■ **PROBLEM DETAILS**:
Without the images, write out the whole listing exactly.

■ **LISTED RECORDS**:
----

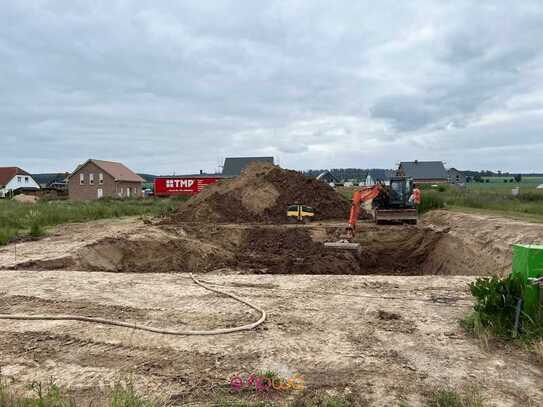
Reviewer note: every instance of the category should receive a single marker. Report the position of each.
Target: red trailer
(183, 184)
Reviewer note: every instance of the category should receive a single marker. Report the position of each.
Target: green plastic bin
(528, 263)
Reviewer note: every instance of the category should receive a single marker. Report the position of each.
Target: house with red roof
(14, 180)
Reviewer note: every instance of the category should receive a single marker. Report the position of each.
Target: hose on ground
(103, 321)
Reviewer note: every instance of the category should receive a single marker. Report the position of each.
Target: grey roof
(234, 165)
(327, 177)
(379, 174)
(424, 169)
(49, 178)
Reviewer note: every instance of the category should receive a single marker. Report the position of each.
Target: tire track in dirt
(170, 365)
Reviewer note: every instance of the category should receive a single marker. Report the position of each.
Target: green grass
(24, 219)
(445, 397)
(497, 183)
(49, 394)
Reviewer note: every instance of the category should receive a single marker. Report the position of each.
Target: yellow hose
(148, 328)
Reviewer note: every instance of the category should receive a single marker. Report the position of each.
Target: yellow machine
(300, 213)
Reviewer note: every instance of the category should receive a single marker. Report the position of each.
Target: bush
(495, 308)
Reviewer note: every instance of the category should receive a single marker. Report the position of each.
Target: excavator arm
(360, 196)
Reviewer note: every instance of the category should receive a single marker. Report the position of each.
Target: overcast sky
(178, 85)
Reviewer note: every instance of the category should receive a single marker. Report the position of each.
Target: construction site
(378, 325)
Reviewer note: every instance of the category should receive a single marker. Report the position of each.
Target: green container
(528, 263)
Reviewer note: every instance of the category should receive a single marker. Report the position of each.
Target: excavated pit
(275, 249)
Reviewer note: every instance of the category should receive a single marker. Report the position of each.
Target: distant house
(97, 179)
(14, 180)
(456, 177)
(327, 177)
(373, 176)
(233, 166)
(424, 172)
(56, 181)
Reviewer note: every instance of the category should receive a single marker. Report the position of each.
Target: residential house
(376, 175)
(233, 166)
(424, 172)
(456, 177)
(327, 177)
(53, 181)
(14, 180)
(97, 179)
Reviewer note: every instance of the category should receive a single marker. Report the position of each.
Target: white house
(13, 179)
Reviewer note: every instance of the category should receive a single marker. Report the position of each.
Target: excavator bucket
(344, 245)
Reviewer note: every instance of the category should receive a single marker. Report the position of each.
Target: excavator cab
(401, 189)
(300, 213)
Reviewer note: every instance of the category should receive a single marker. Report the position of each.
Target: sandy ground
(381, 338)
(328, 328)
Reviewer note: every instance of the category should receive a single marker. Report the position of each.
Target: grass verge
(49, 394)
(24, 219)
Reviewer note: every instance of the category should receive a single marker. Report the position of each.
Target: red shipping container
(183, 185)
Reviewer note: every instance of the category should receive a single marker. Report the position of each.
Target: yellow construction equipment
(300, 213)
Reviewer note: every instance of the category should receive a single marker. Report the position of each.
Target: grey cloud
(175, 86)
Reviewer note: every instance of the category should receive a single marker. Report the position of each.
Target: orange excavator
(395, 202)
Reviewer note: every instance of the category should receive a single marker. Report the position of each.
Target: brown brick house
(97, 179)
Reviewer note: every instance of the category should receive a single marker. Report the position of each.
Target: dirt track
(383, 338)
(325, 327)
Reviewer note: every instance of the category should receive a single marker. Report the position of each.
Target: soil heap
(261, 194)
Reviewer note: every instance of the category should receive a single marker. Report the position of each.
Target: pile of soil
(291, 251)
(261, 194)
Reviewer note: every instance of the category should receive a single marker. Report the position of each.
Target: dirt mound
(292, 251)
(261, 194)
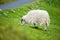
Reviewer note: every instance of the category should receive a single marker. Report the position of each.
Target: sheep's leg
(35, 25)
(45, 27)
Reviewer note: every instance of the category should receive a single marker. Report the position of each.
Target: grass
(11, 29)
(5, 1)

----

■ **WRITTEN ANSWER**:
Reviewer note: every instance of the category should receive a single marker. Report the position of each.
Target: red trailer
(183, 184)
Reviewer note: every instance of the category should receive a single marker. Report the position of each.
Target: green plastic bin
(528, 263)
Reviewer note: every instance of the category should receive a single marker. Report the position of each.
Target: house with red roof
(14, 180)
Reviewer note: every instance of the category should receive a single marker. Report the position of each.
Target: hose on ground
(103, 321)
Reviewer note: every instance of the category should receive a single marker. Report the position of each.
Target: grey roof
(234, 165)
(327, 177)
(379, 174)
(424, 169)
(49, 178)
Reviewer note: every instance of the category should receive a single marker. Report the position of each.
Target: tire track in dirt
(170, 365)
Reviewer note: every instance of the category should receive a single marker. Report the position of each.
Target: green grass
(24, 219)
(445, 397)
(497, 183)
(49, 394)
Reviewer note: every instance of the category should receive a single marker. Report the position of each.
Target: yellow hose
(148, 328)
Reviewer note: every instance of the category should receive a single marker. Report the position of each.
Target: yellow machine
(300, 213)
Reviewer note: every instance of the category should receive a single marker. Report the position of each.
Target: bush
(495, 308)
Reviewer note: every instance of the category should receive a single marker. Report the position of each.
Target: excavator arm
(360, 196)
Reviewer note: every instance of the category should receive a single marker. Report the position of each.
Target: overcast sky
(178, 85)
Reviewer note: every instance of the category should receive a single marker. Report the position of each.
Target: construction site
(378, 325)
Reviewer note: every instance of the category should receive a single marker. Report the position of each.
Target: green container
(528, 263)
Reviewer note: every instance of the category should receive a single marker. Report the position of each.
Target: excavated pit
(275, 249)
Reviewer note: every instance of the category should receive a single marker. Report the position of each.
Target: distant house
(97, 179)
(14, 180)
(456, 177)
(327, 177)
(373, 176)
(233, 166)
(424, 172)
(56, 181)
Reviewer note: every instance of the category should receive a single marker. Report the position of each.
Target: residential house
(376, 175)
(233, 166)
(424, 172)
(456, 177)
(327, 177)
(53, 181)
(14, 180)
(97, 179)
Reviewer note: every instance of the category should receive a single marker. Report the position of each.
Target: white house
(13, 179)
Reviewer note: every instance of the category should receive a single marker. Report the position of each.
Target: excavator bucket
(344, 245)
Reviewer note: every instance of the category should receive a single marker. Report the position of each.
Target: excavator cab
(401, 189)
(300, 213)
Reviewer note: every instance of the category should receive a single marker. Report the position of each.
Target: sandy ground
(381, 338)
(328, 328)
Reviewer note: every instance of the category should receive a single marker. Report the position of each.
Target: grass verge
(49, 394)
(24, 219)
Reviewer note: every instance of the category should receive a single marker. Report the position of each.
Target: red shipping container
(183, 185)
Reviewer note: every instance of the category should receive a single marker. Report the position of each.
Target: yellow construction equipment
(300, 213)
Reviewer note: every instance of the category should receive a single marker. Report the position of each.
Target: grey cloud
(175, 86)
Reviewer note: every instance of the category should receive a single marker. Report the position of each.
Target: orange excavator
(395, 202)
Reviewer note: every instance of the category should receive a single marker. Report the position of each.
Target: brown brick house
(97, 179)
Reviewer note: every instance of the category should receive a single marker. Report the position of each.
Target: dirt track
(383, 338)
(325, 327)
Reviewer note: every instance of the category should receive a single marker. Report the position of each.
Target: soil heap
(261, 194)
Reviewer note: every instance of the category should receive a single marker. Report the position of each.
Target: pile of soil
(291, 251)
(261, 194)
Reviewer note: every instance of the category should receive a single marker. Report the position of each.
Target: dirt mound
(292, 251)
(261, 194)
Reviewer note: every instance of the category should receive a single marker. Report the position of each.
Target: sheep's leg
(35, 25)
(45, 27)
Reviewer note: every instance of the category should receive a single marker. Report the position of each.
Target: grass
(11, 29)
(5, 1)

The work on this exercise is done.